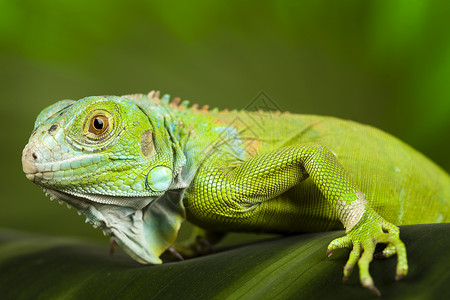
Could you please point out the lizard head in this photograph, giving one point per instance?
(117, 163)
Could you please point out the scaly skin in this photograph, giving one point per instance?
(137, 166)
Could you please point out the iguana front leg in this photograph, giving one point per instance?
(226, 195)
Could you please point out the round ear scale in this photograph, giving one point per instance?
(159, 178)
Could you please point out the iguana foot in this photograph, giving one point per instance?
(362, 238)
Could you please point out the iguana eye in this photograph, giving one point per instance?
(98, 124)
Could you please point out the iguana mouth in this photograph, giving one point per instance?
(124, 223)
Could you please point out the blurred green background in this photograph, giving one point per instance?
(384, 63)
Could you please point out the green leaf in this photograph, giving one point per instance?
(294, 267)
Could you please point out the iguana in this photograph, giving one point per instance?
(138, 165)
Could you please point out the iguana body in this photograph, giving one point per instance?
(137, 166)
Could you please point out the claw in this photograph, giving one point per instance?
(374, 290)
(379, 255)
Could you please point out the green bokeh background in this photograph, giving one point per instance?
(382, 62)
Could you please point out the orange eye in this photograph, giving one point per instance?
(99, 124)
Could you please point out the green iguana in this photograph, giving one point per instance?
(138, 165)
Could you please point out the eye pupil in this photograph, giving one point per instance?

:::::

> [Problem]
Rescale the data above by repeating every line, requests included, with each answer coordinate multiplied by 0.2 and rounded to a whole number, halves up. Omit the pictures.

> [Result below]
Could you please point out the lizard head in this photograph, giving one point per instance?
(23, 33)
Could you please point out the scaly skin in this photograph, giving one point per instance?
(27, 33)
Could you please point out the iguana front leg in this photograph, giving one point per instance?
(45, 39)
Could you please point out the round ear scale in this photograph, giving one point per instance?
(32, 36)
Could you please point out the iguana foot in this photograph, giving one point per instance?
(72, 48)
Could you please point out the iguana eye in this photograph, giving one point per instance?
(20, 25)
Could you please point out the iguana mouth in this photograph, giving one point per instance?
(25, 45)
Could you please point out the blurred green background in this photograph, giving one point per instance?
(77, 13)
Could you please point out the green leaf in this photograph, giving one point per instance?
(59, 53)
Could you please point out the iguana in this photograph, giving one point per instance?
(28, 33)
Could you please point out the iguana body in this photograph, giving one point per instance?
(27, 33)
Could you please point out the claw in this photograph, giving one point per instance?
(75, 58)
(76, 51)
Could you please point out the green bokeh background in this photograph, giving one point per instance?
(76, 12)
Could you please point out the orange eye in this photograph, giving one point per instance?
(20, 25)
Could you please point out the green iguana in this photograph, giving one point per instance?
(28, 33)
Could you please point out the eye pupil in this photograph, giving one point per instance?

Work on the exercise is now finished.